Segment Start: DATA TO EXAMINE

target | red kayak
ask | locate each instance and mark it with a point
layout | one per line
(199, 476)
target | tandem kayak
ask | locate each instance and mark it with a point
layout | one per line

Segment End: DATA TO EXAMINE

*WHAT THE TASK ASKS*
Word for word, transcribe each record.

*OUTPUT OF THE TASK*
target | red kayak
ask | locate each instance and mark it with a point
layout | one per line
(199, 476)
target | tandem kayak
ask | locate each instance and mark it with a point
layout | one per line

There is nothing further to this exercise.